Excerpted passage ▸
□ □ □ □
2.2. Summarising Data¶
Now that we know how to use the pipe, we can use it to quickly and efficiently summarise data. To start we first need to introduce the summarise()
function from the tidyverse
, which we can use to summarise one or more columns in a data frame. This function uses the following syntax:
Syntax
tidyverse::summarise(df, summaryStat1 = ..., summaryStat2 = ..., ...)
Required arguments
df
: The data frame with the data.summaryStat1 = ...
: The summary statistic we would like to calculate.
Optional arguments
summaryStat2 = ..., ...
: Any additional summary statistics we would like to calculate.
For example, we can use summarise()
to calculate all of the following at once from employees
:
The average of
Salary
The standard deviation of
Salary
The minimum
Age
The maximum
Age
summarise(employees, meanSalary = mean(Salary, na.rm = TRUE),
sdSalary = sd(Salary, na.rm = TRUE),
minAge = min(Age),
maxAge = max(Age))
meanSalary | sdSalary | minAge | maxAge |
---|---|---|---|
158034.3 | 39677.02 | 25 | 65 |
It is often useful to include the helper function n()
within summarise()
, which will calculate the number of observations in the data set. Note that this is similar to the nrow()
□ □ □ □
Excerpted data ▸
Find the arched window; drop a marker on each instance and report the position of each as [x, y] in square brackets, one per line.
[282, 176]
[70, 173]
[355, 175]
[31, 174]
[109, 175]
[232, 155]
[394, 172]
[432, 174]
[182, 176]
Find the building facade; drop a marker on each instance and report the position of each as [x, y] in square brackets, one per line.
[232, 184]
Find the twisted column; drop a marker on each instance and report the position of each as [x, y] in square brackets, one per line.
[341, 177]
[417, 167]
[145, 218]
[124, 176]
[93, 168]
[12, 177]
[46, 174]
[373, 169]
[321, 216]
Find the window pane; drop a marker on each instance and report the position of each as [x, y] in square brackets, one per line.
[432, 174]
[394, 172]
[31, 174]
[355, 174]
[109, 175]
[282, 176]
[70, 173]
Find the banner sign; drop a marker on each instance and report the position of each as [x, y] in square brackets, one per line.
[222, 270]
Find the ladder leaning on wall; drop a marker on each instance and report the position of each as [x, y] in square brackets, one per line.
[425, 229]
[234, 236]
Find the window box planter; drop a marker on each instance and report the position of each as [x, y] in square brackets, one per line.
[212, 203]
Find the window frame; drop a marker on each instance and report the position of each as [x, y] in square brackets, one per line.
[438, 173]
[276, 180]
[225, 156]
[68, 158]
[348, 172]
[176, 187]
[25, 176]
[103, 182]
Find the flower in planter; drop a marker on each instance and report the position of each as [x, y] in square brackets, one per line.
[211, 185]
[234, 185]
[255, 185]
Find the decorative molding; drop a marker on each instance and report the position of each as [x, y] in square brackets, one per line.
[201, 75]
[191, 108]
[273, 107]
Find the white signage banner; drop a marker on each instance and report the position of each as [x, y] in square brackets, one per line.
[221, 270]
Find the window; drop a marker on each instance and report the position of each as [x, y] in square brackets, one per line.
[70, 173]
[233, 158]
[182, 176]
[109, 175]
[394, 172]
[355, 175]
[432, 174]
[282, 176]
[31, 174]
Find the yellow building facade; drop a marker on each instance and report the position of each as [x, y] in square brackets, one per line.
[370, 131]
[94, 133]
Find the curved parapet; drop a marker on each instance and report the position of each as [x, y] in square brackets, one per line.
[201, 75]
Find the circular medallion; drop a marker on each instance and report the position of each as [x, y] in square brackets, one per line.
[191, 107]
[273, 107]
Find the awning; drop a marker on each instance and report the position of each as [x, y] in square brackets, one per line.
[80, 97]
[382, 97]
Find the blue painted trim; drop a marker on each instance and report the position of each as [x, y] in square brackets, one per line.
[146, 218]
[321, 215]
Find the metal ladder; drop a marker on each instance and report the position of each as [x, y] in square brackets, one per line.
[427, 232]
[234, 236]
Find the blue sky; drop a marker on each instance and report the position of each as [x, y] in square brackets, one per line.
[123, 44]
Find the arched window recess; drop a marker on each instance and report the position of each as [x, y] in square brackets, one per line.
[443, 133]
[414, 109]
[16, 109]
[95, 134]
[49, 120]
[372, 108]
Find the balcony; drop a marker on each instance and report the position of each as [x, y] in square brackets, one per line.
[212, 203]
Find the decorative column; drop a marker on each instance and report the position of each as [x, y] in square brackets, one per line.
□ □ □ □
Task instructions ▸
(1) From the section on summarising data, extract the text from "function from the" up to and including "data.summaryStat1 = ...".
(2) Answer these about the section on summarising data:
(a) What does the optional argument summaryStat2 = ..., ... stand for?
(b) What value does the example output show for maxAge?
(c) What does the helper function n() calculate?
The material is separate from the section on summarising data.

Solutions per task ▸
(1)
function from the tidyverse
, which we can use to summarise one or more columns in a data frame. This function uses the following syntax:
Syntax
tidyverse::summarise(df, summaryStat1 = ..., summaryStat2 = ..., ...)
Required arguments
df
: The data frame with the data.summaryStat1 = ...

(2)
(a) Any additional summary statistics we would like to calculate.
(b) 65
(c) The number of observations in the data set.